2. The improvement of claim 1 wherein: said first directional antenna is a patch type antenna.
3. The improvement of claim 2 wherein: said patch type antenna has an inoperative position flush with the face of said base in an inoperative state.
4. The improvement of claim 1 wherein: said first included angle is approximately 30°.
5. The antenna improvement of claim 1 further comprising:
a second directional antenna adjacent to said first antenna, said second antenna providing a second conical electromagnetic energy radiation pattern propagating in a direction substantially 180° from the direction in which said first conical electromagnetic radiation pattern propagates from said antenna, said second conical pattern having a second included angle of less than 60° and an axis that is substantially parallel to the plane of the ear piece, said second conical pattern encompassing substantially the sole radiation from said second antenna,
said second conical pattern substantially missing the head of the user when a user places the ear piece against the user's ear.
6. The antenna improvement of claim 5 wherein: said first and second directional antennas are patch type antennas.
7. The antenna improvement of claim 5 wherein: said first and second included angle are each approximately 30°.
8. In a personal portable phone having an ear piece, the method of minimizing the impact of transmitted electromagnetic energy on the head of the user comprising the steps of:
providing a first patch antenna on a plane perpendicular to the plane of the ear piece,
transmitting electromagnetic energy from said first antenna in a first substantially conical pattern having a first included angle of less than 60° and having a first axis, said first axis being substantially perpendicular on said plane of said patch antenna, and
positioning said conical pattern so that said first axis is substantially parallel to the plane of the ear piece when the user places the ear piece against the user's ear and causing said conical pattern to substantially miss the head of the user.
9. The method of claim 8 wherein: said first included angle is approximately 30°.
10. The method of claim 8 further comprising the steps of
providing a second patch antenna on said plane perpendicular to the plane of the ear piece,
transmitting electromagnetic energy from said second antenna in a second substantially conical pattern having a second included angle of less than 60° and having a second axis, said second axis being substantially perpendicular to said plane of said patch antenna, and
positioning said conical pattern so that said first axis is substantially parallel to the plane of the ear piece when the user places the ear piece against the user's ear and causing said conical pattern to substantially miss the head of the user.
11. The method of claim 10 wherein: said first and second included angles are each approximately 30°.
Description
REFERENCE TO RELATED APPLICATION

This application claims the priority benefit of U.S. Provisional Application No. 60/263,312 filed 20 Jan. 2001 and entitled: Safe Wireless Telephone Communication.

BACKGROUND OF THE INVENTION

This invention relates to the method of implementing two-way wireless telecommunication, including but not limited to cellular and satellite telephones, while eliminating any contact with electromagnetic energy emanating from the wireless telephone by the user.

A typical situation to which this invention is addressed is one in which an individual is making a telephone call using a cellular or any type of wireless telephone. In order for the telephone to operate, an antenna is required as part of the equipment. This antenna enables the generation of electromagnetic energy into the atmosphere by the transmitter section of the wireless telephone and conversely couples electromagnetic energy, which has been transmitted into the atmosphere by other transmitters, to the receiver section of the same wireless telephone.

Short problem 1:
Translate this sentence from the antenna patent text into Spanish: "In order for the telephone to operate, an antenna is required as part of the equipment."
Short problem 2:
Please continue the antenna patent text, picking up right after its final sentence.

Data provided:
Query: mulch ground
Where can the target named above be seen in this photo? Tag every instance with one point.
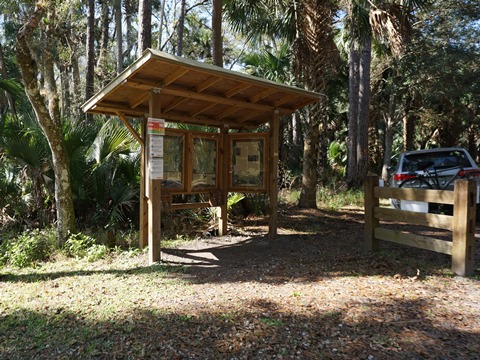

Reply 1:
Para que el teléfono funcione, se requiere una antena como parte del equipo.

Reply 2:
Wireless telephones generally use monopole antennas. These antennas radiate electromagnetic energy in a 360° three-dimensional pattern. As a result, a substantial percentage of the electromagnetic energy being transmitted by the wireless telephone makes contact with the user. Since the user is holding the telephone immediately adjacent to his or her ear, the greatest concentration of electromagnetic energy is directed to the head and hand of the user.

There is a widely believed and frequently asserted contention that continuous exposure to electromagnetic radiation can have adverse health effects on the human body. Although the data on this is not conclusive, particularly as to the relationship between dosage and effect, there is an appreciable amount of anecdotal evidence and a substantial theoretical basis for these assertions.

For an appreciable period of time there has been expressed concern as to the degree to which people using cell phones over any extended period of time are subjecting themselves to an adverse environmental impact.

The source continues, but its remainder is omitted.